§ CONSEGNA: Cita il brano dell'intervista sugli accordi universitari con Israele, cominciando da "Qui il punto" e terminando con "diverse tra loro.".
--- ARTICOLO ---
Il senato accademico della Sapienza conferma tutti gli accordi di ricerca con Israele, gli studenti pro-Palestina protestano in piazza e volano di nuovo i manganelli della polizia. Reazione misurata delle forze dell’ordine o sintomi di repressione del dissenso?
Ne parliamo con l’economista Emiliano Brancaccio, docente presso l’Università del Sannio, che al conflitto in Medio Oriente e alle altre guerre in corso ha dedicato il suo ultimo libro: Le condizioni economiche per la pace, da domani in libreria.
Professore, che cosa pensa degli accordi di collaborazione delle università italiane con Israele?
Che si possono mettere in discussione. È possibile venire incontro alle istanze di quell’ampio mondo universitario fatto non solo di studenti ma anche di tecnici, amministrativi, docenti e rappresentanti istituzionali che intendono esprimere concretamente il loro dissenso verso i massacri a Gaza compiuti dall’attuale governo Israeliano.
Ma in questo modo non viene meno il principio della libertà delle relazioni tra le università di tutto il mondo?
Io condivido il punto di vista di Tomaso Montanari. L’università è come i giochi olimpici, andrebbe preservata come terra franca, di pace e di interscambio continuo tra i popoli, scientifico e culturale, anche in tempi di guerra. Questo principio dovrebbe valere per tutti: per gli atenei russi o iraniani e quindi anche per quelli israeliani.
Ma qui non si tratta certo di bloccare le ricerche letterarie su Amos Oz o su qualche corrente artistica israeliana, né occorre interrompere le collaborazioni scientifiche nell’ambito della transizione ecologica o di altri settori pacifici.
Qui il punto è di intervenire in modo mirato, per esempio delineando criteri per riconoscere gli accordi che abbiano ricadute dirette o indirette sul potenziale militare dei paesi coinvolti, e bloccare quelli.
Questa può essere una base di dialogo con gli studenti e con gli altri settori dell’università che giustamente invocano segni tangibili di denuncia dei massacri compiuti dal governo Netanyahu.
I vertici della Sapienza hanno agito diversamente, confermando tutti gli accordi con Israele e chiudendo al dialogo sulle richieste degli stu-enti e del personale dipendente.
Viste anche le conseguenze, è chiaro che hanno sbagliato. Altrove, per fortuna, sia in Italia che all’estero si sta seguendo una linea più dialogica, consapevole che in questi tempi difficili l’università torna per forza di cose a essere un luogo di confronto generale tra le idee politiche, anche molto diverse tra loro.
Questo richiede un rinnovato impegno all’ascolto delle istanze sociali, al quale gli attuali vertici degli atenei sono un po’ disabituati.
Alcuni suoi colleghi dicono che l’università serve a formare i laureati, non a discutere dei grandi temi politici.
Mi rendo conto che per i colleghi educati sotto l’ideologia dell’università-azienda, vedere gli atenei che tornano a essere luoghi di confronto politico, anche aspro, è un po’ come cadere dalle nuvole e farsi male. Ma questi bagni di realtà potranno aiutare anche loro, a mettere più spesso il naso fuori dalla torre d’avorio e a maturare culturalmente. Ne hanno bisogno.
--- ESTRATTI DELLE VOCI ---
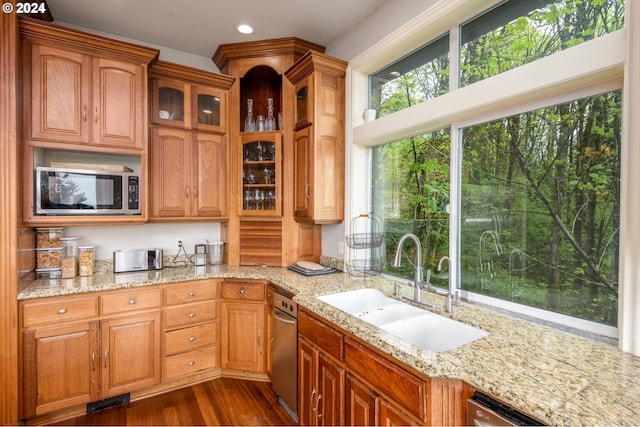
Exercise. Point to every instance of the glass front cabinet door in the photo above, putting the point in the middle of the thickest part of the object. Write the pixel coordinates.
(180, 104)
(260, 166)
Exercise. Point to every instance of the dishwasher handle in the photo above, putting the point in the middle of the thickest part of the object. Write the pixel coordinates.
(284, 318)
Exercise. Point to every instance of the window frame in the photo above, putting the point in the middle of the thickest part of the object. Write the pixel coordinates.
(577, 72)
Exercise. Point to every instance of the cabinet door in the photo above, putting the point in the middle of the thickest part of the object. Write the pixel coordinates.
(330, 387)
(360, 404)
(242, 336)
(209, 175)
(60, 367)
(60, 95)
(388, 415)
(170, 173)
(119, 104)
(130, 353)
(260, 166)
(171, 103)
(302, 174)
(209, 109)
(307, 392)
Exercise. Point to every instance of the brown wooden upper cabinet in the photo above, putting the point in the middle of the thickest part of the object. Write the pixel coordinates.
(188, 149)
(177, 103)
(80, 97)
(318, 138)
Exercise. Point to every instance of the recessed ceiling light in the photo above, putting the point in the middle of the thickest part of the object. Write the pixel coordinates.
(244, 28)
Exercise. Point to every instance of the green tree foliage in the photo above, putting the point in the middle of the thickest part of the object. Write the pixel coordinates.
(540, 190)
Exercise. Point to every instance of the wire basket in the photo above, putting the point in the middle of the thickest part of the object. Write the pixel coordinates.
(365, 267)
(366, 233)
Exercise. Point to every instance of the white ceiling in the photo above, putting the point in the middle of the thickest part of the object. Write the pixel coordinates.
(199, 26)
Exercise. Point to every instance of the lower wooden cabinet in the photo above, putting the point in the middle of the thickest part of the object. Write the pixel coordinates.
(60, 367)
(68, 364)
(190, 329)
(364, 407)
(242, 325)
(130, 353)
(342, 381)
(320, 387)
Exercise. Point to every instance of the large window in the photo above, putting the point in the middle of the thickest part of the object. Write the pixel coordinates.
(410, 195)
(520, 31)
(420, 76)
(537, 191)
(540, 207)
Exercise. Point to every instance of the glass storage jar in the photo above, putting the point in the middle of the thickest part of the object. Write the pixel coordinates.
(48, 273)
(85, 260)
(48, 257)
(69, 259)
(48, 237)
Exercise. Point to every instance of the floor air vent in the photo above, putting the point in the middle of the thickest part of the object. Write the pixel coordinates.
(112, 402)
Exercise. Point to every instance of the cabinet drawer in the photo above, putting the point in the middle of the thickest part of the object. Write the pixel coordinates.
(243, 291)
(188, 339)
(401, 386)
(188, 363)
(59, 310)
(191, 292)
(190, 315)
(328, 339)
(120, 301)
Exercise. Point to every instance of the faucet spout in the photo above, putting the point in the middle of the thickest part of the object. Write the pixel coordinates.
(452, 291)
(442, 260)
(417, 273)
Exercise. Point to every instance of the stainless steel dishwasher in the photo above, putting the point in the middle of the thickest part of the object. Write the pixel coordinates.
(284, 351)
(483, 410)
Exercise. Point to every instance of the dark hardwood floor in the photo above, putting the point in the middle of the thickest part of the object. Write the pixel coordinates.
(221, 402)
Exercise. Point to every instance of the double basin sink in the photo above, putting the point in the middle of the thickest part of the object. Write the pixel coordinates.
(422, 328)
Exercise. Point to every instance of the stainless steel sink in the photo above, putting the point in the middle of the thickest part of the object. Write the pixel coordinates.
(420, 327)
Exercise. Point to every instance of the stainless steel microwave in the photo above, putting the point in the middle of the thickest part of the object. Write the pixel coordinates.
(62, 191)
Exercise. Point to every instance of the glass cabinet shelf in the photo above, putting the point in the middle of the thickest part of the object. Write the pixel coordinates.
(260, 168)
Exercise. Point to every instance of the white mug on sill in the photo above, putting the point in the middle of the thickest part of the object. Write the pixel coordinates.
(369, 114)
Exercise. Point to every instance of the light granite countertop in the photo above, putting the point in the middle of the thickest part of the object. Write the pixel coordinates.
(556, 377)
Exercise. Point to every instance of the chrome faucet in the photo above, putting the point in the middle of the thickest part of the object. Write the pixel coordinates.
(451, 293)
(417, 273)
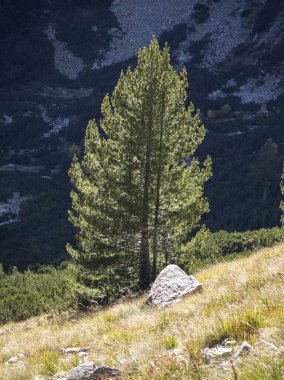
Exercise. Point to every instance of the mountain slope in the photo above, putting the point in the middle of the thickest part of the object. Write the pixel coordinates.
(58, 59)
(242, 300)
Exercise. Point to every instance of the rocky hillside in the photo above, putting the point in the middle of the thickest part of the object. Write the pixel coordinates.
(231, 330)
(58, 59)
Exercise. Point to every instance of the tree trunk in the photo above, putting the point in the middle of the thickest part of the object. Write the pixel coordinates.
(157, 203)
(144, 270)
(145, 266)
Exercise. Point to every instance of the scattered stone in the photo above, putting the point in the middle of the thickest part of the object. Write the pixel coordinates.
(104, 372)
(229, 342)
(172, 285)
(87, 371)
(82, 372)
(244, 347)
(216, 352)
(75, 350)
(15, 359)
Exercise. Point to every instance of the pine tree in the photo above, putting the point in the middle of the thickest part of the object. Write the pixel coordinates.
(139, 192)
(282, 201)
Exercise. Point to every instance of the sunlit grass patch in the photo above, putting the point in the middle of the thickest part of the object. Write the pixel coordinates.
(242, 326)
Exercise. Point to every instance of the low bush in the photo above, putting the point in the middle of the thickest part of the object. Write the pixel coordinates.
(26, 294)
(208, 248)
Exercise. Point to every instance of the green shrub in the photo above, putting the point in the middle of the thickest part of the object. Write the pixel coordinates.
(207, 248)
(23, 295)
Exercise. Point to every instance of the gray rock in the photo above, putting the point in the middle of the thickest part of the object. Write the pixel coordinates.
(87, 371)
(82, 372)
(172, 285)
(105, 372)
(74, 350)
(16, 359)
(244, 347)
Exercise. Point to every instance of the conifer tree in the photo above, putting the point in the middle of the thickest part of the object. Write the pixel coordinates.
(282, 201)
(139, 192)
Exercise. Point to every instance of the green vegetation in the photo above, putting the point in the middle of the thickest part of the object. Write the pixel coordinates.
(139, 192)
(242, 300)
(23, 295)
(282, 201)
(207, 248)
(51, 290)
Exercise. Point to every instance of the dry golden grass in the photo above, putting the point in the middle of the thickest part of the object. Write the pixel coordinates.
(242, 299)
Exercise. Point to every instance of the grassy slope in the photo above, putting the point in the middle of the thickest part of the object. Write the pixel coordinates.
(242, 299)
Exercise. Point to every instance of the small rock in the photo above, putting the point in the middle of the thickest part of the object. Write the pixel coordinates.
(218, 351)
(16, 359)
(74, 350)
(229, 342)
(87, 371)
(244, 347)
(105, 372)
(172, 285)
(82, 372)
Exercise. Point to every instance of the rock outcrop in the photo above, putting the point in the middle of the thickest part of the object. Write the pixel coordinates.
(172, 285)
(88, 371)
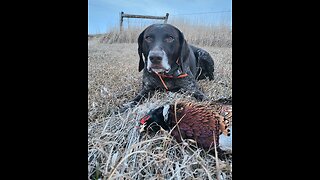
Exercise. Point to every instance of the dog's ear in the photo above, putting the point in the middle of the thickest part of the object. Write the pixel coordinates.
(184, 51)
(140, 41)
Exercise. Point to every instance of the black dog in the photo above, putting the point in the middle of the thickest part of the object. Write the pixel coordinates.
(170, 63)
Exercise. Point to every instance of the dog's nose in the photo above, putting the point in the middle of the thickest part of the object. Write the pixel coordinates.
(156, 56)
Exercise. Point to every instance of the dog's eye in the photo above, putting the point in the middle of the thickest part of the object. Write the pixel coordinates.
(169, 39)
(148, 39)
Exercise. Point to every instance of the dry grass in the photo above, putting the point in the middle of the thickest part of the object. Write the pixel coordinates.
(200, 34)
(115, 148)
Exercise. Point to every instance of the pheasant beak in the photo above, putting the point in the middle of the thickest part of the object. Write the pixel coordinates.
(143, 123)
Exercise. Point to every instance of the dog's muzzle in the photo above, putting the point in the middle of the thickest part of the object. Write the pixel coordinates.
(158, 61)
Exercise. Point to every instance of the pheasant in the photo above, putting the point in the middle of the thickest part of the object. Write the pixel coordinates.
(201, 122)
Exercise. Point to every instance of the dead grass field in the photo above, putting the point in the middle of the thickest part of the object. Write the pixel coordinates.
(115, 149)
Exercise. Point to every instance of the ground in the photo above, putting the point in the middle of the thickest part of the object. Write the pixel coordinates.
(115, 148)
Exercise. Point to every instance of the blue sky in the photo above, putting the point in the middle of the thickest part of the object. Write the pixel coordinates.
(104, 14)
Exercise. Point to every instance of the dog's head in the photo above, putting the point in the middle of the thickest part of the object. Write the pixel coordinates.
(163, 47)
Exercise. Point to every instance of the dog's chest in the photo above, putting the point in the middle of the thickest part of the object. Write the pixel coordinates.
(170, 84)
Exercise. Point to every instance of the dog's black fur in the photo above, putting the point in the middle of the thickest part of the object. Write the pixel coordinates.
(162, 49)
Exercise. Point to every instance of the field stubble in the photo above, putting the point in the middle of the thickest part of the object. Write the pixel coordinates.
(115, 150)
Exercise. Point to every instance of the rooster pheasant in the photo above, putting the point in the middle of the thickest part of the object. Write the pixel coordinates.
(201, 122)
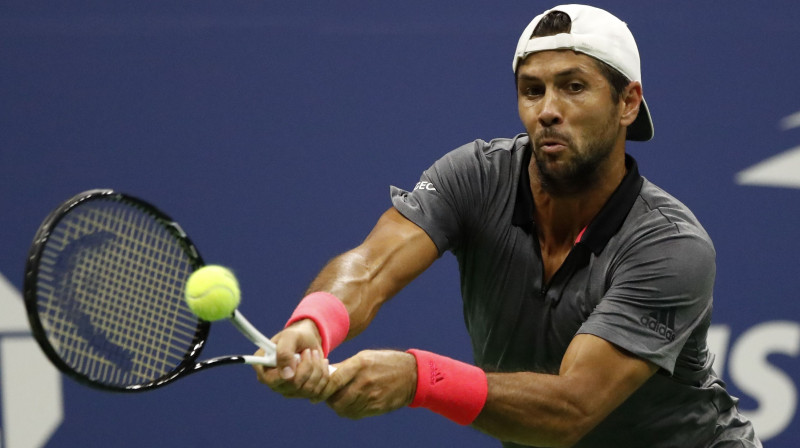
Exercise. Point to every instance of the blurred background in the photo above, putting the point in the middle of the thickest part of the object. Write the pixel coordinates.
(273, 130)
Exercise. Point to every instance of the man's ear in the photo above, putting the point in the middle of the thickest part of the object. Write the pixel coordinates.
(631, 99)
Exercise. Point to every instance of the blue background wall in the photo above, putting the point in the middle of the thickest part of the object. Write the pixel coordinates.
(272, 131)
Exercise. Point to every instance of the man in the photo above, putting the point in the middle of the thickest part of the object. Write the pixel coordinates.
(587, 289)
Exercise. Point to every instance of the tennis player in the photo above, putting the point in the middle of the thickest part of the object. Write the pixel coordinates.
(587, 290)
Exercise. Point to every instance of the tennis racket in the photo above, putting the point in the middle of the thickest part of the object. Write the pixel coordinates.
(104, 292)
---
§ RISPOSTA SCRITTA:
Qui il punto è di intervenire in modo mirato, per esempio delineando criteri per riconoscere gli accordi che abbiano ricadute dirette o indirette sul potenziale militare dei paesi coinvolti, e bloccare quelli.
Questa può essere una base di dialogo con gli studenti e con gli altri settori dell’università che giustamente invocano segni tangibili di denuncia dei massacri compiuti dal governo Netanyahu.
I vertici della Sapienza hanno agito diversamente, confermando tutti gli accordi con Israele e chiudendo al dialogo sulle richieste degli stu-enti e del personale dipendente.
Viste anche le conseguenze, è chiaro che hanno sbagliato. Altrove, per fortuna, sia in Italia che all’estero si sta seguendo una linea più dialogica, consapevole che in questi tempi difficili l’università torna per forza di cose a essere un luogo di confronto generale tra le idee politiche, anche molto diverse tra loro.